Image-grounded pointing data
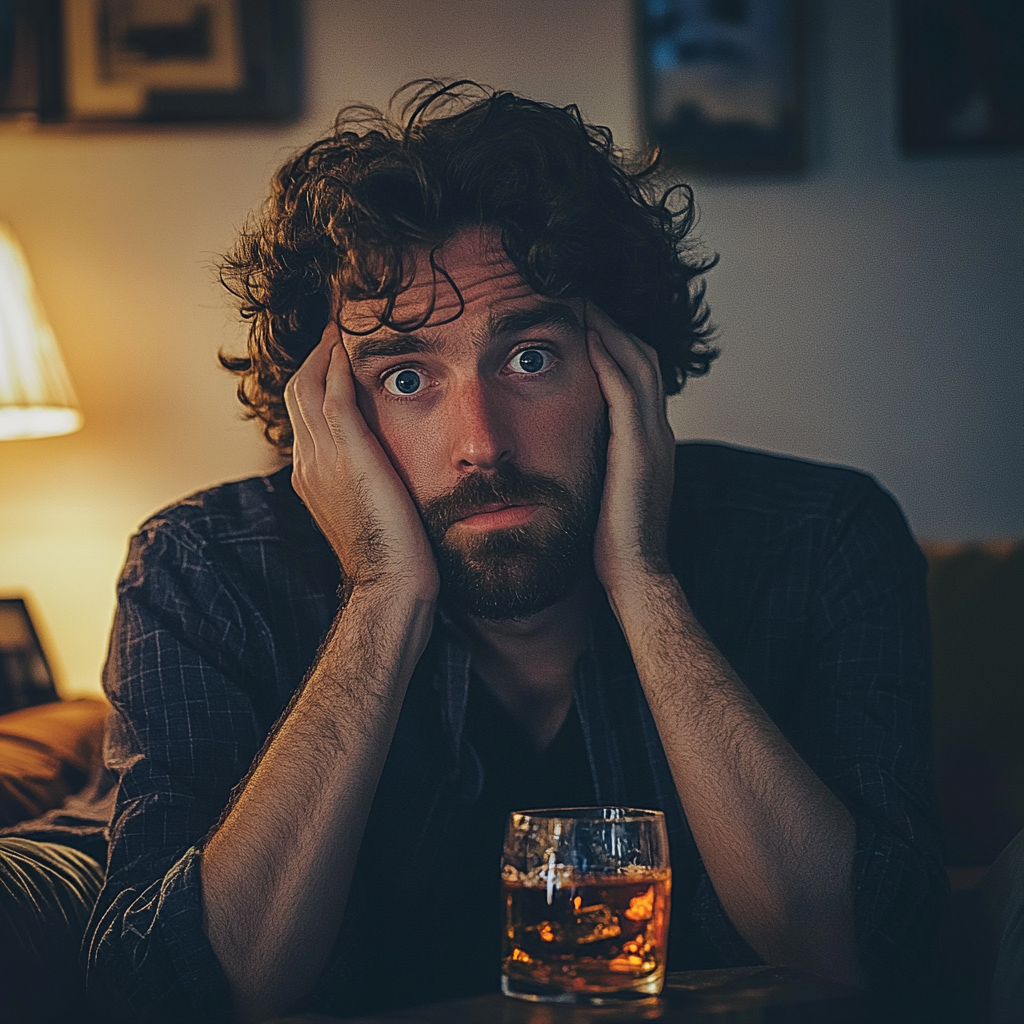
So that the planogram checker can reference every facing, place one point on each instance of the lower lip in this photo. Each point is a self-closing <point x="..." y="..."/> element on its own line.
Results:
<point x="516" y="515"/>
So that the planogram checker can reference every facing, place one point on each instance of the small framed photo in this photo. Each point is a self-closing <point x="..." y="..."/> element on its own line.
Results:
<point x="722" y="83"/>
<point x="151" y="60"/>
<point x="26" y="679"/>
<point x="962" y="75"/>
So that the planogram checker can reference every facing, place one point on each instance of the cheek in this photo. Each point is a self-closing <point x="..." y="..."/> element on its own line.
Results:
<point x="407" y="443"/>
<point x="563" y="432"/>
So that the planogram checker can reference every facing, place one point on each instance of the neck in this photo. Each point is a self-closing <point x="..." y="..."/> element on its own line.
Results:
<point x="527" y="664"/>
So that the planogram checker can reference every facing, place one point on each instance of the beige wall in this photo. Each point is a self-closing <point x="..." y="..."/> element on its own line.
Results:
<point x="841" y="295"/>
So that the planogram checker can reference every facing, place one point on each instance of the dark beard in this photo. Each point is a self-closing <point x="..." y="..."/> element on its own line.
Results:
<point x="517" y="571"/>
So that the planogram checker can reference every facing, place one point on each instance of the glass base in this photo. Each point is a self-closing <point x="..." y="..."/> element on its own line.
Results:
<point x="517" y="988"/>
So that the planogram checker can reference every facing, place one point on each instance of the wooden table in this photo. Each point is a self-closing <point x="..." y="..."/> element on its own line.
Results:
<point x="737" y="995"/>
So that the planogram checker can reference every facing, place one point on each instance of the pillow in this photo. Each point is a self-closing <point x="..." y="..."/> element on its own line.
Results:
<point x="46" y="753"/>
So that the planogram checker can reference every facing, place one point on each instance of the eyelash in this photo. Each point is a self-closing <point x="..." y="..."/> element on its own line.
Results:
<point x="395" y="371"/>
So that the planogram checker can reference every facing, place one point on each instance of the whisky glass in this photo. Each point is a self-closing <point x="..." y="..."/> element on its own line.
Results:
<point x="587" y="895"/>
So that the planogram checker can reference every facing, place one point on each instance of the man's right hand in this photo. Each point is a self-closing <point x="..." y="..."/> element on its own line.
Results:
<point x="347" y="481"/>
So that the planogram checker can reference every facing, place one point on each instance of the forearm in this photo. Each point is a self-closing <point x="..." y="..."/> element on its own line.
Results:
<point x="777" y="845"/>
<point x="275" y="875"/>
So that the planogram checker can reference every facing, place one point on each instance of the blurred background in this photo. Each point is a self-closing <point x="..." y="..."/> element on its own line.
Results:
<point x="870" y="307"/>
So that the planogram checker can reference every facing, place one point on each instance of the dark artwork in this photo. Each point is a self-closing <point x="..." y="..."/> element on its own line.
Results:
<point x="213" y="60"/>
<point x="722" y="83"/>
<point x="962" y="75"/>
<point x="25" y="676"/>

AIM OF THE EXERCISE: The reply should reproduce every entry above word for word and contain no pictures.

ANSWER SECTION:
So that the planogram checker can reference every facing, place one point on each instance of the lower lip in this photo. Each point is a self-closing <point x="..." y="..."/> element on its own line.
Results:
<point x="516" y="515"/>
So that the planogram checker can reference every facing, place one point on each instance of the small framed photo in this photo. Each point is a self-closing <point x="..." y="..."/> element on its own line.
Results:
<point x="722" y="83"/>
<point x="151" y="60"/>
<point x="26" y="679"/>
<point x="962" y="75"/>
So that the planogram checker can reference every facing, place one point on each instance of the cheek in this photo. Each point is a self-closing <point x="..." y="..."/> element on its own line.
Results:
<point x="407" y="443"/>
<point x="563" y="432"/>
So that the planogram checker can reference every facing, place one point on each instance of the neck in this photo. Each point is a self-closing <point x="..." y="..."/> element on its own line.
Results:
<point x="527" y="664"/>
So that the planogram checker can reference every facing, place one point on each instance of the beige wall in this photo. Each point is a self-closing <point x="..." y="..."/> element on its own line.
Results:
<point x="841" y="295"/>
So that the planogram checker can reference every facing, place one point on each instance of the dark beard in this photo. Each point is a self-closing <point x="..." y="..."/> element on its own line.
Results:
<point x="517" y="571"/>
So that the planogram checker can reference every facing, place one point on each instance of the glass base in this photo. Each point is a self-closing <point x="..." y="..."/> element on its own line.
Results:
<point x="517" y="988"/>
So that the planogram checker can reference every facing, place one point on each instance of the wooden table in this photo. Each point is a self-closing <point x="..." y="..."/> element on its own line.
Results:
<point x="737" y="995"/>
So that the planogram checker can reference every facing, place one point on each instance of the pillow in this photo. Each point is a self-closing <point x="..." y="..."/> element on its own line.
Results:
<point x="46" y="753"/>
So that the planogram checker can reference every facing, place one point on each instance of the eyelash in this photo. Each point is a self-closing <point x="..." y="..."/> element on its own line.
Results:
<point x="395" y="371"/>
So that the planogram checker can reference every facing, place one point on each instance of the whisky glass in this photo. Each point is a self-closing <point x="..." y="..."/> element on its own line.
Results:
<point x="587" y="895"/>
So that the planogram checker can reference every facing, place one point on each instance of the man's right hand in this photo. Each point is a self-closing <point x="..." y="..."/> element on its own line.
Results:
<point x="347" y="481"/>
So that the planogram checker can reference every facing, place one point on each instance of the forearm in this photo. Each point is a self-closing <point x="..." y="..."/> element on its own line.
Results:
<point x="777" y="845"/>
<point x="275" y="875"/>
So that the planogram checker can reference every facing, place one point on each instance of the blurred background in this photo. Each point is a self-closing <point x="..." y="..."/> element on its own line.
Results:
<point x="870" y="307"/>
So that the planogram checker can reference every facing, place one point on each instance of the dark artwork in this photo. Each point is a self-closing <point x="..." y="..."/> element on its own line.
Results:
<point x="213" y="60"/>
<point x="722" y="83"/>
<point x="962" y="75"/>
<point x="25" y="676"/>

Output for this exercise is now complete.